Data shown.

==*==

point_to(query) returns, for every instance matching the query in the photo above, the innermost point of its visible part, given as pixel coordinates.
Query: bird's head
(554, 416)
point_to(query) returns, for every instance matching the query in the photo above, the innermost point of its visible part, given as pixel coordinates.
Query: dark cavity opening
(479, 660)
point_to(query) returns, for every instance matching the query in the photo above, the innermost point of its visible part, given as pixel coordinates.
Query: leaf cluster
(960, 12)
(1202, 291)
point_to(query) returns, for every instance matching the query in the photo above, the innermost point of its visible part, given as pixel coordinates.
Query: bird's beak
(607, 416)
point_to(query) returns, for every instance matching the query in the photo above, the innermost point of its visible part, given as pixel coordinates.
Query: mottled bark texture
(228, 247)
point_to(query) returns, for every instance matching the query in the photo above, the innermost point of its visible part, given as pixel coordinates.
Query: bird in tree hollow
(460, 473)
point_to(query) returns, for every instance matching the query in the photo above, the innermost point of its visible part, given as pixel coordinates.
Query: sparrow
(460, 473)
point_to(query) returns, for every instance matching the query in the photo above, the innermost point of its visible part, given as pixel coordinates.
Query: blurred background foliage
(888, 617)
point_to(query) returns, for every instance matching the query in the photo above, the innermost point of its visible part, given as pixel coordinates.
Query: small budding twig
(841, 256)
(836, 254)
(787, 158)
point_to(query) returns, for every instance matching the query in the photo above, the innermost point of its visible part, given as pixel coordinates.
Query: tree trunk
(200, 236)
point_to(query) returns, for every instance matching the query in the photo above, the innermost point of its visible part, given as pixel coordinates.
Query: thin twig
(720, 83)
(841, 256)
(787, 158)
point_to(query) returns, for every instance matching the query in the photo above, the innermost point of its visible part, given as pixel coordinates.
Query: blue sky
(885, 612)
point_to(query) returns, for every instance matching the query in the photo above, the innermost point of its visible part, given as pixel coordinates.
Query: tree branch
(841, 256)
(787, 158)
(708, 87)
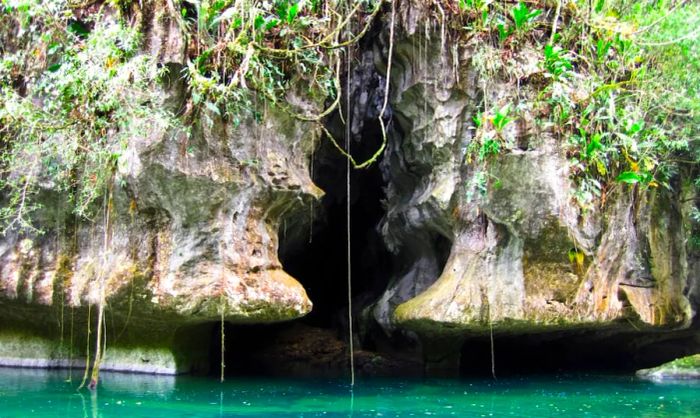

==*==

Exercise details. The response must restate each line of the material above exactly and contain no images.

Answer to this exercise.
point_to(query) returns, for every instance matching the query in the photo above, the innermost point of its visible part, given as pixel coordinates.
Query: bird's head
(554, 416)
point_to(query) returns, for every instance matching the query in the photo above, the innermost point of its visible part, given as pixel coordinates.
Query: dark cavity opening
(479, 660)
point_to(query) returns, for every instance matching the query in the photo above, the innermost point of its visible part, given as pixel coordinates.
Query: leaf cluster
(960, 12)
(1202, 291)
point_to(query) returns, for every instance matching the query in the photo above, the innermost point of its visible part, given as pixel coordinates.
Query: bird's beak
(607, 416)
point_to(query) returns, for every instance matching the query in the photo above, the innermost point of its visible part, given as pixel coordinates.
Query: mottled bark texture
(228, 247)
point_to(query) returns, for every instance matching the query in the photo above, the innermost point of its visible part, given as pixel coordinates.
Query: bird in tree hollow
(460, 473)
point_to(query) returns, for every instance matching the query in the photo above, the innermost point of its visible part, given as pixel coordinates.
Query: sparrow
(460, 473)
point_to(query) returns, for every instance matching the query in the photo above, the innermost point of its visible part, given as pixel coordinates.
Query: blurred background foliage
(888, 617)
point_to(query) returns, for every instance matching the query in the photo above, the innermost point of its visible part, given as pixel coordinates.
Query: small budding twig
(841, 256)
(836, 254)
(787, 158)
point_to(query) returns, for every instance matching the query in the photo above, the innermost point of its visible part, given as pixel coordinates.
Query: tree trunk
(200, 236)
point_to(query) returns, for every instance matching the query in the photo above, the innermost point of its visible part, given as pixel coordinates.
Query: thin twig
(720, 83)
(841, 256)
(787, 158)
point_to(query) returns, for every instance matching the query in the photo above, the innermost point of its visible part, given as pixel coordinates.
Query: blue sky
(885, 612)
point_to(query) returns, for every instance matching the query in the photo above, the innermost point of its visible part, given as pixel coordinates.
Query: tree branch
(841, 256)
(787, 158)
(708, 87)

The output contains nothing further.